Begin

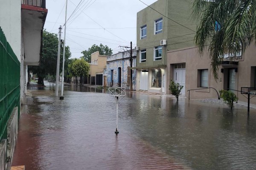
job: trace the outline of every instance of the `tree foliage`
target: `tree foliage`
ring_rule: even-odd
[[[217,80],[224,54],[232,54],[230,59],[235,60],[240,49],[244,52],[256,40],[256,1],[195,0],[193,10],[195,18],[200,20],[195,44],[201,54],[209,51]]]
[[[81,58],[83,58],[88,62],[90,62],[91,54],[98,51],[99,52],[100,55],[110,56],[113,54],[112,50],[108,46],[104,46],[102,43],[99,45],[99,46],[94,44],[88,48],[88,50],[84,50],[81,52],[83,55]]]
[[[238,98],[236,94],[231,91],[228,91],[226,90],[220,91],[221,97],[223,99],[223,100],[229,106],[230,109],[233,109],[233,102],[237,102]]]
[[[179,95],[180,95],[183,86],[180,85],[179,83],[175,83],[172,79],[171,79],[171,84],[169,85],[169,90],[171,91],[171,94],[175,96],[176,99],[178,99]]]
[[[42,58],[39,66],[30,66],[29,70],[37,74],[38,77],[38,84],[44,85],[44,79],[47,75],[56,75],[58,39],[56,34],[51,33],[45,30],[43,32],[43,47]],[[69,58],[71,53],[69,46],[65,49],[64,74],[68,69]],[[60,62],[60,73],[62,71],[63,48],[61,48]]]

End

## WHAT TO PRODUCE
Copy out all of the records above, keeping every line the same, but leave out the pictures.

## EXPECTED ANSWER
job: trace the outline of every instance of the `tree foliage`
target: `tree foliage`
ring_rule: even-odd
[[[217,80],[224,54],[232,54],[230,59],[235,60],[240,49],[244,52],[256,40],[256,1],[195,0],[193,10],[195,18],[200,20],[195,44],[201,54],[209,51]]]
[[[81,58],[83,58],[88,62],[90,62],[91,54],[98,51],[99,52],[100,55],[110,56],[113,54],[112,50],[108,46],[104,46],[102,43],[99,45],[99,46],[94,44],[88,48],[88,50],[84,50],[81,52],[83,55]]]
[[[238,98],[236,94],[231,91],[228,91],[226,90],[220,91],[221,97],[223,99],[223,100],[229,106],[230,109],[233,109],[233,102],[237,102]]]
[[[179,95],[180,95],[183,86],[180,85],[179,83],[175,83],[172,79],[171,79],[171,84],[169,85],[169,90],[171,91],[171,94],[175,96],[176,99],[178,99]]]
[[[42,58],[39,66],[30,66],[29,70],[37,74],[38,77],[38,84],[44,85],[44,79],[47,75],[56,75],[58,39],[56,34],[51,33],[45,30],[43,32],[43,47]],[[69,58],[71,53],[69,46],[65,49],[64,74],[68,69]],[[60,62],[60,73],[62,71],[63,48],[61,48]]]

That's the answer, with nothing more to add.